* TEXTE PROPOSÉ:
▬▬▬
Le suffrage universel a quand même un sérieux inconvénient : le résultat n’est pas toujours politiquement correct. On serait alors facilement enclin à remettre en question ce sacro-saint tabou de la démocratie parlementaire, si ce n’était le risque de se voir immédiatement qualifié des pires intentions totalitaires.
À moins, évidemment, que la contestation d’un résultat électoral soit, lui, politiquement correct.
Les exemples foisonnent: des États-Unis d’Amérique qui ont non seulement élu George W. Bush, mais l’ont réélu, les Russes qui ont fait de même avec Vladimir Poutine avant de choisir son propre candidat à sa succession, les Italiens qui ont ramené Silvio Berlusconi à la tête de leur État avec une majorité absolue… et la France qui s’est jetée dans les bras de Nicolas Sarkozy après avoir qualifié la fois précédente Jean-Marie Le Pen pour le second tour de la Présidentielle… et, the last but not the least, la semaine dernière, les Irlandais refusant de ratifier le traité de Lisbonne à plus de 53 % ! C’est du bout des lèvres que la plupart des commentateurs, outrés de ce crime de lèse-Union européenne, admettent avec dégoût qu’il faut « respecter le vote irlandais », mais en s’interrogeant aussitôt sur les possibilités… de ne pas en tenir compte.
▬▬▬
* À FAIRE:
a) D'après le texte sur le suffrage universel, dans quelle proportion les Irlandais ont-ils refusé de ratifier le traité de Lisbonne ?
b) Recopiez le passage du texte sur le suffrage universel qui commence par « Le suffrage universel » et se termine par « lui, politiquement correct. ».
c) Prolongez le texte sur le suffrage universel au-delà de sa dernière phrase.
La liste qui vient ensuite est un document à part, indépendant du texte.

(Enregistrements tirés d'une collection)
▬▬▬
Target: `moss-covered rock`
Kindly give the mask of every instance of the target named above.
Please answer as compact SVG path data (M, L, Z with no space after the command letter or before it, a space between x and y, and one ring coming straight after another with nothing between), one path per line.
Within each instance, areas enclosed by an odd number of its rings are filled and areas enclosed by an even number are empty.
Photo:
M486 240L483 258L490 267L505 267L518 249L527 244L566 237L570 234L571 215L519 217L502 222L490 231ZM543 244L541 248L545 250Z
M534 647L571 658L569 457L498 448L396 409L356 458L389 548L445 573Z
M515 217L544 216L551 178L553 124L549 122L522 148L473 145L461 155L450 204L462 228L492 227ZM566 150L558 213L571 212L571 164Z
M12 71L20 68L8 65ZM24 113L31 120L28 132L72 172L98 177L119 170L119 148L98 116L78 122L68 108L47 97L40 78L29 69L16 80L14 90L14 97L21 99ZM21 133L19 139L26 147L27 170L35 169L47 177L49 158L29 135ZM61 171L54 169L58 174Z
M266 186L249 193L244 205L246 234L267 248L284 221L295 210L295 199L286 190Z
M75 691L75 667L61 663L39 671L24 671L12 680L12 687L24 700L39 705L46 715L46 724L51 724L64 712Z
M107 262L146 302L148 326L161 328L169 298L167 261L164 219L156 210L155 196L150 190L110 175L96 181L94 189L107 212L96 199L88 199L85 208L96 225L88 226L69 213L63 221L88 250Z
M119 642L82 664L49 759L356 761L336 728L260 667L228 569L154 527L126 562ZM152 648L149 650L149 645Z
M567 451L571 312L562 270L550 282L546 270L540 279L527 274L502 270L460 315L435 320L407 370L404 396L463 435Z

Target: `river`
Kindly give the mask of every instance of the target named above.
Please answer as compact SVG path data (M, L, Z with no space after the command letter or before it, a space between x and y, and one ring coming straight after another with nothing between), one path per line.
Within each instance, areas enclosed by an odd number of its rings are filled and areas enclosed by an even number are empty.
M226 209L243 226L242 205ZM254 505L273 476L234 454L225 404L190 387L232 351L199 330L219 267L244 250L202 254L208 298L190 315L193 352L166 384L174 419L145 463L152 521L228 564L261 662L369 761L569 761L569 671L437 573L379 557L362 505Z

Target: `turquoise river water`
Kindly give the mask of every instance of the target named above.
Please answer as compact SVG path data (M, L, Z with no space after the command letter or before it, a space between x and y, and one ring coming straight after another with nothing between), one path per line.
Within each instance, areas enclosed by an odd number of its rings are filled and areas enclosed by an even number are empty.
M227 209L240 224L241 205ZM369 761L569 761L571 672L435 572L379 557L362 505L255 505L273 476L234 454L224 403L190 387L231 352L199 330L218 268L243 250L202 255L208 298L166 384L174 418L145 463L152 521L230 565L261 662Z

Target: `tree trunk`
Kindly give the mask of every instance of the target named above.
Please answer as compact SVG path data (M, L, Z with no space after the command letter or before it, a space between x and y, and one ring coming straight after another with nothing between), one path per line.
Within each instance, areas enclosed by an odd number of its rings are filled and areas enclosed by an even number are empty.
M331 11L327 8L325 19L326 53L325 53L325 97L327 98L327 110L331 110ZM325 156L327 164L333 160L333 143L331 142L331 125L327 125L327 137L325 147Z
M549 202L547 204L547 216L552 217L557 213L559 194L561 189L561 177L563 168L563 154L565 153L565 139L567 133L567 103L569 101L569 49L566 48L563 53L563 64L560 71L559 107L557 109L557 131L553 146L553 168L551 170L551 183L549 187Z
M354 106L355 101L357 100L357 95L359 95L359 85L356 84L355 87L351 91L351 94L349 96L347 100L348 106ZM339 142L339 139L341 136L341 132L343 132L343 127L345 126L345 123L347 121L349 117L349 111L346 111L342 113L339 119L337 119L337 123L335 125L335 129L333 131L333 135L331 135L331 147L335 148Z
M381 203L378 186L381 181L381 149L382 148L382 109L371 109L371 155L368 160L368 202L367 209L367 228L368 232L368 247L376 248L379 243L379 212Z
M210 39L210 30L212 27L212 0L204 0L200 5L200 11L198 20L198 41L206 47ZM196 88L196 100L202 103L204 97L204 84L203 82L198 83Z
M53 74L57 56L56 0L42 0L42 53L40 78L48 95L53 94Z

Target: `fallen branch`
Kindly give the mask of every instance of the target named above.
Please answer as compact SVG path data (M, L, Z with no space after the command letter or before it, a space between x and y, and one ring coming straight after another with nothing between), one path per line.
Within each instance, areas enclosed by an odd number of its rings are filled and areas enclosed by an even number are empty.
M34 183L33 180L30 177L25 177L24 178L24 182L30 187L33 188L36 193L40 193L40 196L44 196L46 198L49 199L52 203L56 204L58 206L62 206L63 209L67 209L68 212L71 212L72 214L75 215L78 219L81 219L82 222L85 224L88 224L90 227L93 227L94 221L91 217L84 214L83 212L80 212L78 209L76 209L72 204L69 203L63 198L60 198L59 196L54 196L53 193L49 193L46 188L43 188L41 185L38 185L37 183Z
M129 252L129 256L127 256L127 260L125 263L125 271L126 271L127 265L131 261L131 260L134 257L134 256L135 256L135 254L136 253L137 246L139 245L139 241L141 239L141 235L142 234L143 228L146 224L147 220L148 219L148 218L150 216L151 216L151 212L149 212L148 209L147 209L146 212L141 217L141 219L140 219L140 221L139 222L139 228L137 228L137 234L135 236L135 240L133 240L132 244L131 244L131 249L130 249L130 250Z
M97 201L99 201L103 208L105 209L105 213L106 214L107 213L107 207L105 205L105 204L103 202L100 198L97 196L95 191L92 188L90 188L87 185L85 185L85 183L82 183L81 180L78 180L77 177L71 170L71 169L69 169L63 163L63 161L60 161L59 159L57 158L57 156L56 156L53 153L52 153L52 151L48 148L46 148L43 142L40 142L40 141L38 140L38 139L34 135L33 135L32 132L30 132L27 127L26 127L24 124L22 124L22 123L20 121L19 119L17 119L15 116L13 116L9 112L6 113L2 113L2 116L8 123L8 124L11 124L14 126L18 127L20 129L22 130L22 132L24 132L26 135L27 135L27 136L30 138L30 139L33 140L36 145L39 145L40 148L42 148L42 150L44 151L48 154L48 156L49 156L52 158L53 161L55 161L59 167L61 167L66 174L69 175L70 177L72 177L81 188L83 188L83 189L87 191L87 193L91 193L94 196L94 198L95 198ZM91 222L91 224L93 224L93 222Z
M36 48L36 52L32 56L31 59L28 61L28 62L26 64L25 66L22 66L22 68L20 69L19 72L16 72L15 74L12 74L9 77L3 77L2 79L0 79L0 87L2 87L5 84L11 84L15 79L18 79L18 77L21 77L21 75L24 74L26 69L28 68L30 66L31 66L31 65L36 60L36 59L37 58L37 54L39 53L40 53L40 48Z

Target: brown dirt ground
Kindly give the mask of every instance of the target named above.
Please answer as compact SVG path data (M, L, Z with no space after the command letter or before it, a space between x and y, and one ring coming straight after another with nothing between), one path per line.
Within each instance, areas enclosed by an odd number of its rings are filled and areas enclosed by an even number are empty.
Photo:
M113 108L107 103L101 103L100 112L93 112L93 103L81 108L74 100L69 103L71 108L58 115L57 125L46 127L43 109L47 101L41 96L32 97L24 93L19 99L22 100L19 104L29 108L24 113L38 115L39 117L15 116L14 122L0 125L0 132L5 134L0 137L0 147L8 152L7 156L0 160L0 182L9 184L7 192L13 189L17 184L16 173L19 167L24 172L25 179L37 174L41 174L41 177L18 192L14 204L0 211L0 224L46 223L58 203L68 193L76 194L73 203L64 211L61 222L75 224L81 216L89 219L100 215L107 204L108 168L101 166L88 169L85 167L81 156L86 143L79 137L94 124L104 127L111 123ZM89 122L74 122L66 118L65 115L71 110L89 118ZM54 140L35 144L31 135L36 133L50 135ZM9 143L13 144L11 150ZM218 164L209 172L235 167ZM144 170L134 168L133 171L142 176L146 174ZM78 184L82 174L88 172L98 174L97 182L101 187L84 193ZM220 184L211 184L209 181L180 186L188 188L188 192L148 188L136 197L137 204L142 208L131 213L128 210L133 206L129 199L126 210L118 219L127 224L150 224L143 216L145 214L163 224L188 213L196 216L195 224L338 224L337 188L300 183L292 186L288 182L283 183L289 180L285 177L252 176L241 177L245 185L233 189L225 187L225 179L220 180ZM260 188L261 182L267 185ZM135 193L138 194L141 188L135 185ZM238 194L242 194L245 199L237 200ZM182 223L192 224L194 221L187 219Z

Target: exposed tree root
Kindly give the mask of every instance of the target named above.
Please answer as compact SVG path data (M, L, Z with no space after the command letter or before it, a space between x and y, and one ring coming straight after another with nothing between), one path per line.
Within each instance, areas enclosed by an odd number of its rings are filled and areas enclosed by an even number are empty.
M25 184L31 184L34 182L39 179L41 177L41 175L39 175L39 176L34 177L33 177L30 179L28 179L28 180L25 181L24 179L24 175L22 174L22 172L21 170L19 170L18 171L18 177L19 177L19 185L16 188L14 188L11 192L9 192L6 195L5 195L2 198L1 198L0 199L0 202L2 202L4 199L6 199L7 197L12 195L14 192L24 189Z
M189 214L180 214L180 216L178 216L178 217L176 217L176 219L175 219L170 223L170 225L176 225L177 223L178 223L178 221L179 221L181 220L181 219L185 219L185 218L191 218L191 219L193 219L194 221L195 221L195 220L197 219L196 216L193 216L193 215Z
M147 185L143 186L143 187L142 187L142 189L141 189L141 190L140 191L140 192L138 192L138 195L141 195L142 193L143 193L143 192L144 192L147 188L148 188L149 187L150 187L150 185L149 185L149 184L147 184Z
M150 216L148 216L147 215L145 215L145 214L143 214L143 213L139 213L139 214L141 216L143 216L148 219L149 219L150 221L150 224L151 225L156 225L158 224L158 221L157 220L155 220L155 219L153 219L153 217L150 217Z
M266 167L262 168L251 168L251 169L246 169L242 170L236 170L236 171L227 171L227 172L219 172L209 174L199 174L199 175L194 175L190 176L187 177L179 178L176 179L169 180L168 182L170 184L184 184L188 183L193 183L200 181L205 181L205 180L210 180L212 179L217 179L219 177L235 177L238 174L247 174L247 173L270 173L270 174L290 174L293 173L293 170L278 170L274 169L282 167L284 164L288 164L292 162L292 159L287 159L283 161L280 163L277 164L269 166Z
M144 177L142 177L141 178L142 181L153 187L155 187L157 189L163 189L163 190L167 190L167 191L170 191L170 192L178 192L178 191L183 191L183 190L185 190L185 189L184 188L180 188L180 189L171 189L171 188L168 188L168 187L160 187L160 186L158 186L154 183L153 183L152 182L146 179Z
▬▬▬
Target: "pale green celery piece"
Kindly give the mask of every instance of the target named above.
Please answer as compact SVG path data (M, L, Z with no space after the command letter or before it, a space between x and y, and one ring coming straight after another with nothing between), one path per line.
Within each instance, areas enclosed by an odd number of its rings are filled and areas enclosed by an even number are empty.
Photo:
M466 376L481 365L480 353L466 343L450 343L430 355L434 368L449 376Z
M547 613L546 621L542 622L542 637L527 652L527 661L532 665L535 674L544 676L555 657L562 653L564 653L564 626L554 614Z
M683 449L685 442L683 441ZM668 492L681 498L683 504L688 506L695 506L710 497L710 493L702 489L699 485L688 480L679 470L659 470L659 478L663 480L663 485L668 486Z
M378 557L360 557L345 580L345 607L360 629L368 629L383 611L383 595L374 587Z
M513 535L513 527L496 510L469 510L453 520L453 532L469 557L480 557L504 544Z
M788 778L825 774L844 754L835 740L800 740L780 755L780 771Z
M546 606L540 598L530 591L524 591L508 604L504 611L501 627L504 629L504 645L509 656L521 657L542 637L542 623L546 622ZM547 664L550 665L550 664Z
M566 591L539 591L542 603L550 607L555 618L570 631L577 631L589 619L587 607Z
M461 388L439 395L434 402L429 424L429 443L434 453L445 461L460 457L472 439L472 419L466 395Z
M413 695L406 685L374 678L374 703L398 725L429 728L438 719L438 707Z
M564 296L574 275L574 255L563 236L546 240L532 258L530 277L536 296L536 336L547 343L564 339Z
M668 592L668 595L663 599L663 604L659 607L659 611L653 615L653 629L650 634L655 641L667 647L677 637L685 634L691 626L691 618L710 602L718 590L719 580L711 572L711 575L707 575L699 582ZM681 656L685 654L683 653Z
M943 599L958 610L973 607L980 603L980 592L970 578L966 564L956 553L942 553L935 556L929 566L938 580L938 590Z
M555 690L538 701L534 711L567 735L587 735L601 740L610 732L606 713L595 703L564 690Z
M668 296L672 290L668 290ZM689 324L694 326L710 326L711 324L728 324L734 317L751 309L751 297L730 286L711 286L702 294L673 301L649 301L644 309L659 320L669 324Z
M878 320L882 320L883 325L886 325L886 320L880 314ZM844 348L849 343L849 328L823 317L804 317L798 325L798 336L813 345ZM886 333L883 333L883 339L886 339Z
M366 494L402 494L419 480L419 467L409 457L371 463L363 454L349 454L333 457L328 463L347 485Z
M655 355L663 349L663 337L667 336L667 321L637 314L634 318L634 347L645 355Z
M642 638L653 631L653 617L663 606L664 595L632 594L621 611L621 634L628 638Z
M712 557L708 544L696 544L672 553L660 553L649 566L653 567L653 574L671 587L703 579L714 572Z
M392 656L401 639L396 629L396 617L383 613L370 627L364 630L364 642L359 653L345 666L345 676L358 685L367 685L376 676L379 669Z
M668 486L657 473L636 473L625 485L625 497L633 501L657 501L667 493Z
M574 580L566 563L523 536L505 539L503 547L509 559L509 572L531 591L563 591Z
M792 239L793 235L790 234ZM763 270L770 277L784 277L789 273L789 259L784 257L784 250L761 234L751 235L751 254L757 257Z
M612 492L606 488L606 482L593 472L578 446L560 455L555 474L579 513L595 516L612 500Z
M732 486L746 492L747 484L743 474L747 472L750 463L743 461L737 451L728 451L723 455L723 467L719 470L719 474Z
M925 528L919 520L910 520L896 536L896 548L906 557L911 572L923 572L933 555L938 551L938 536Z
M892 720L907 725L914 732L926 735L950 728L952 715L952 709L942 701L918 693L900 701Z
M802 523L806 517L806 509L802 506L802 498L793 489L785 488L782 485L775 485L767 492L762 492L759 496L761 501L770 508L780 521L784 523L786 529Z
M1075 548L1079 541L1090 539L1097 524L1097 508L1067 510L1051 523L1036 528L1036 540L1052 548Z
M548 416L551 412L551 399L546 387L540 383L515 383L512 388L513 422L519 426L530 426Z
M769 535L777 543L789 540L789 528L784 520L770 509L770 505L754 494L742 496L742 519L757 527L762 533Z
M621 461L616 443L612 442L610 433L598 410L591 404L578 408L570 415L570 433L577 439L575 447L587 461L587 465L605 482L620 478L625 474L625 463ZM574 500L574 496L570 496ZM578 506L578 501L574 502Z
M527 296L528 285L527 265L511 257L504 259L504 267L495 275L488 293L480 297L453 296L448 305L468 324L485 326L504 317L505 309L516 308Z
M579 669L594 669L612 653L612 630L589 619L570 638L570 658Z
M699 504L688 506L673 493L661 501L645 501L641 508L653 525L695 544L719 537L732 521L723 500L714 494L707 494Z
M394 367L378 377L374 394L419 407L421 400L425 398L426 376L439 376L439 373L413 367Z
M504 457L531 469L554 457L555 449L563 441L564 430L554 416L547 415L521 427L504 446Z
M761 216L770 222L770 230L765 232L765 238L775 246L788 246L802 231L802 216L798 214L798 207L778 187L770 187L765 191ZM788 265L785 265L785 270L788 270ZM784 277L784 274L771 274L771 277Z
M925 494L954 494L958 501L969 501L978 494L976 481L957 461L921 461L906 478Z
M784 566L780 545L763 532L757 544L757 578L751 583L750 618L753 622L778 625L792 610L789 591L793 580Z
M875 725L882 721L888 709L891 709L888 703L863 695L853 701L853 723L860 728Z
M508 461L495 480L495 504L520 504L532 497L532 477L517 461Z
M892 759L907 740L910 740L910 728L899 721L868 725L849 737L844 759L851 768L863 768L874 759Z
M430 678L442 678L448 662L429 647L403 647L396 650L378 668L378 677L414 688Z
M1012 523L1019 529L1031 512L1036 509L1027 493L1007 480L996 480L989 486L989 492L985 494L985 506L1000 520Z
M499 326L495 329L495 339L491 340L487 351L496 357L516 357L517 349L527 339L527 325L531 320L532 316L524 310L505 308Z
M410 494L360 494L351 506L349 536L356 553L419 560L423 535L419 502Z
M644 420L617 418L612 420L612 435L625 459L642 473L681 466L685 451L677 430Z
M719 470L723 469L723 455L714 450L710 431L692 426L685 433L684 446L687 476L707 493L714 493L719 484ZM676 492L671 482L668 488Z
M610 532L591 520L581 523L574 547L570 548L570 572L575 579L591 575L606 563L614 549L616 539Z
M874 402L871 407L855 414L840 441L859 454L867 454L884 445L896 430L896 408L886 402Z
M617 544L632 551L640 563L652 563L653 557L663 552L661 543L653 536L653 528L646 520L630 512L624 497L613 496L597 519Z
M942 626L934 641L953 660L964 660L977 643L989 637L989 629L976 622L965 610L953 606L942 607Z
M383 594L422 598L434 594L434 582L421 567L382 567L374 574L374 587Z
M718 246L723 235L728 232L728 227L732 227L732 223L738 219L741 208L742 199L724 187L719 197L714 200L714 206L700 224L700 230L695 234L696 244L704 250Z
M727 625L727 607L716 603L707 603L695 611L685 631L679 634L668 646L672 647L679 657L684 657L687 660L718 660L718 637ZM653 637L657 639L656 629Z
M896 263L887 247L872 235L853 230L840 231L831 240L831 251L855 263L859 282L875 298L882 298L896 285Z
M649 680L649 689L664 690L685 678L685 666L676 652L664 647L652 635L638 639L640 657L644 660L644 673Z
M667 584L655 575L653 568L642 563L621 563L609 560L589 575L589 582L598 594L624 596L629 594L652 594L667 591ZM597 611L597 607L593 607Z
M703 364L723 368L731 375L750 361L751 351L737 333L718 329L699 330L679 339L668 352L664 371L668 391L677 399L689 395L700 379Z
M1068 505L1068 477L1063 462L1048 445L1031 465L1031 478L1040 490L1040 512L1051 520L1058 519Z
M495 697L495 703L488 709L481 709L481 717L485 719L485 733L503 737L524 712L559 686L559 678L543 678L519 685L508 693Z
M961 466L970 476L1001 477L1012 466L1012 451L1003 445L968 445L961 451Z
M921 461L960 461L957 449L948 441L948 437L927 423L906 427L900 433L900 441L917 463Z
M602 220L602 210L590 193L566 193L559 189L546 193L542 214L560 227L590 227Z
▬▬▬
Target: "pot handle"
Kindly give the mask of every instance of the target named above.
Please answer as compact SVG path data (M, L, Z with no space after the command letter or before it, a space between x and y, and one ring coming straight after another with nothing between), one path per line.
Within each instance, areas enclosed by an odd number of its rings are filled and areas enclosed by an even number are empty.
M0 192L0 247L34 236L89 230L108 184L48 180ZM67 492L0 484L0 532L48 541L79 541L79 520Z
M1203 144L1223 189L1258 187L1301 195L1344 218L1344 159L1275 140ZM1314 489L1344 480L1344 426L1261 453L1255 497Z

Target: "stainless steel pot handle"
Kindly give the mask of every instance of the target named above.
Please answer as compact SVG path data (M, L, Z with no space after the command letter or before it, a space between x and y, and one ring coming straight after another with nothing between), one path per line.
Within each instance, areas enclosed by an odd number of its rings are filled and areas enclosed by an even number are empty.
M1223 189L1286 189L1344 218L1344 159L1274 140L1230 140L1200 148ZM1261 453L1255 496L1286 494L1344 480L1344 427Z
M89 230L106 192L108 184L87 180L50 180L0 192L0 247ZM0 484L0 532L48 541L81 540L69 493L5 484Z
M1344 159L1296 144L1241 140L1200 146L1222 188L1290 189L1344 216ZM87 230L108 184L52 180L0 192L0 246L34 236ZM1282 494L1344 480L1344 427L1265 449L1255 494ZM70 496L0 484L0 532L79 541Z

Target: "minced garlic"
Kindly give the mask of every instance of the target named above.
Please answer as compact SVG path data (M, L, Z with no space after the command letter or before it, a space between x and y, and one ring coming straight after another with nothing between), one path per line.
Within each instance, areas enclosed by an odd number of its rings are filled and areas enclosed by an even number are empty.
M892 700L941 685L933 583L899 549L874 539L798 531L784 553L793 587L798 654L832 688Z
▬▬▬
* RÉSULTATS:
a) À plus de 53 %.

b)
Le suffrage universel a quand même un sérieux inconvénient : le résultat n’est pas toujours politiquement correct. On serait alors facilement enclin à remettre en question ce sacro-saint tabou de la démocratie parlementaire, si ce n’était le risque de se voir immédiatement qualifié des pires intentions totalitaires.
À moins, évidemment, que la contestation d’un résultat électoral soit, lui, politiquement correct.

c)
Aussi, les instances européennes envisagent le plus sérieusement du monde… non pas de faire « revoter l’Irlande », mais d’« amener les l’Irlandais à se prononcer à nouveau, positivement cette fois. Tel est l’option privilégiée par Nicolas Sarkozy et qu’il s’efforcera de favoriser lors du Conseil européen de Bruxelles, jeudi et vendredi (…) Aucune recette miracle n’est à attendre vendredi soir, les solutions doivent être apportées par les Irlandais eux-mêmes, livrait-t-on à Paris ces jours derniers avec des airs de chattemite. »(1)
Comme si, d’une certaine manière, c’était la nation qui avait mal voté, et non pas son peuple… Affirmation qui fait fi de ce que la plupart des dirigeants irlandais, à l’instar des autres dirigeants européens, avaient fait campagne pour le « oui ».
Bref, c’est sans la moindre vergogne, qu’on méprise les résultats des urnes de la verte Erin… et qu’il est probable désormais qu’on impose les desiderata des dirigeants européens par un biais quelconque, comparable à ce qu’est le sarkozien Traité de Lisbonne pour contrecarrer le vote négatif en 2005 des Français à la giscardienne Constitution européenne. Mais c’est aussi probablement ces manières de voyous auto-proclamés démocrates – bien semblables finalement aux manières des voyous désignés non-démocrates – que les Irlandais, après les Hollandais et les Français, ont refusé. Ce n’est pas l’Europe ni la louable union de ses peuples.
Les caciques de l’Union européenne ferait bien d’y songer et d’en tirer les conséquences. Faire leur mea culpa, en quelques sortes… et changer de mœurs politiques. On peut rêver, n’est-ce pas ?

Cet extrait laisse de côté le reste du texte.